▸ COMPITO DA SVOLGERE
In base al brano sulla serata all'Old Cinema di Londra, spiega in una-tre frasi per quali ragioni chi scrive considera interessante la serata.

━━━ BRANO FORNITO ━━━

Qualche tempo fa ho letto una vignetta che diceva più o meno così: “Brillante, plurilaureato, plurispecializzato: British professional? No, precario italiano”. È questo il leitmotiv della serata di Venerdì 25 Maggio all’Old Cinema di Londra, organizzata da Il Fatto Quoditiano, La Fonderia Oxford, Quattrogatti.info, Tilt e Roars, Return on Academic Reasearch. La serata, assai intensa e ricca di interventi, aveva una lunga lista di ospiti: ad aprire c’erano Marco Travaglio, Antonio Padellaro, Cinzia Monteverdi e Emanuele Ferragina, mentre Paolo Falco, Paolo Lucchino e Enrico Sitta insieme a me hanno chiuso la seconda parte, felicemente coordinata da Giorgio Meletti. 

Il tema della serata era “l’Italia da Berlusconi a Monti”, ed è stato interessante per varie ragioni. Primo perchè dentro l’Old Cinema c’era l’Italia diffusa, o una generazione diffusa, o ancor meglio una sensibilità diffusa: quella di chi non si rassegna a divenire preda di politiche poco lungimiranti, spesso votate, come spiegavano gli interventi, a fare cassa subito, tagliando dove non si dovrebbe mai tagliare: le pensioni, la sanità, la scuola o l’università, in nome del vecchio principio di Petrolini per cui “i poveri hanno poco ma sono in tanti”. Ma è stata interessante anche perchè consentiva di fare il punto della situazione. Partiamo da un dato semplice: perchè mai la sala dell’Old Cinema era piena di young professionals italiani che risiedono all’estero? L’Italia non era forse uno degli ultimi paesi occidentali per numero di laureati? E perchè quelli che ci sono se ne vanno?

━━━ MATERIALE FORNITO ━━━

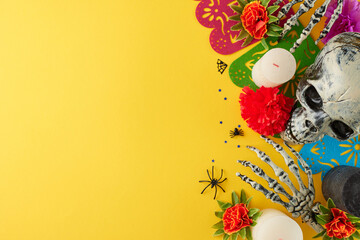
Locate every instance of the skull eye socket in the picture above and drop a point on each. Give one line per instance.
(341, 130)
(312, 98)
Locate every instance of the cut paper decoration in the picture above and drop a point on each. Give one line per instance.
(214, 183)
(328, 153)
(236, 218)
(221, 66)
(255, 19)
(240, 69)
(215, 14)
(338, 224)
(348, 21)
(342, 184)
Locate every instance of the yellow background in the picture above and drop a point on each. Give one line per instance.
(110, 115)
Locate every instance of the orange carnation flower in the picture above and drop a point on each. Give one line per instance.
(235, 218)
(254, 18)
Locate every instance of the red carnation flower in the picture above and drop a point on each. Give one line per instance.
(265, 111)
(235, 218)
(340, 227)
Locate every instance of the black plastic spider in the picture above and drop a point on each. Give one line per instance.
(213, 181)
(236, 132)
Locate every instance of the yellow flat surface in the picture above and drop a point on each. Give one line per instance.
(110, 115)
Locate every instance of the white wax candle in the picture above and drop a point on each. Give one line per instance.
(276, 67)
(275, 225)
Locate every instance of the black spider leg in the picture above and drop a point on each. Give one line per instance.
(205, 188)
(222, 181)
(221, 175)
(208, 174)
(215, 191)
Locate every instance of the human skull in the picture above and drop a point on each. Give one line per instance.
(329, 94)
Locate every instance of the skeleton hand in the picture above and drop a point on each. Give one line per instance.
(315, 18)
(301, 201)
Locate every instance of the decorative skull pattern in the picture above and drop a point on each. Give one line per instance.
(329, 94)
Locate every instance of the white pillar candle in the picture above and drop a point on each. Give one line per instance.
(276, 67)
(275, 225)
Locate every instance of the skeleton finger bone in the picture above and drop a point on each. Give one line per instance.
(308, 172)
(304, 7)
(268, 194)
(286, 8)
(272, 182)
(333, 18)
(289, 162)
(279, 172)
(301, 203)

━━━
━━━ MATERIALE FORNITO ━━━

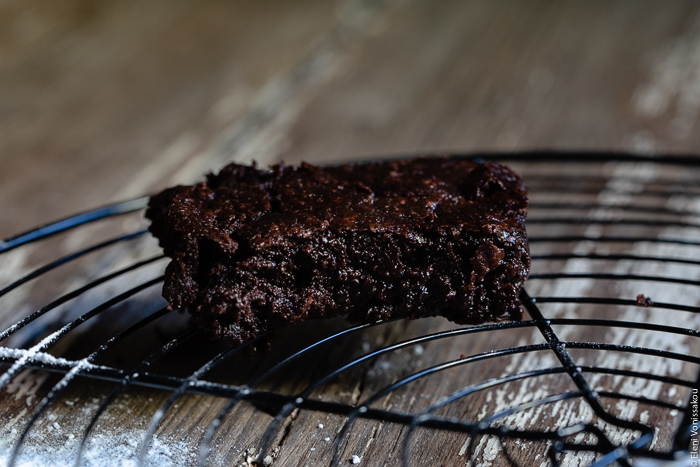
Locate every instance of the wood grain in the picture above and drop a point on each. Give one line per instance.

━━━

▸ COMPITO SVOLTO
La serata è stata interessante anzitutto perché nella sala dell'Old Cinema c'era una sensibilità diffusa. Era quella di chi non si rassegna a diventare preda di politiche poco lungimiranti che, per fare cassa subito, tagliano pensioni, sanità, scuola e università. Inoltre è stata interessante perché consentiva di fare il punto della situazione.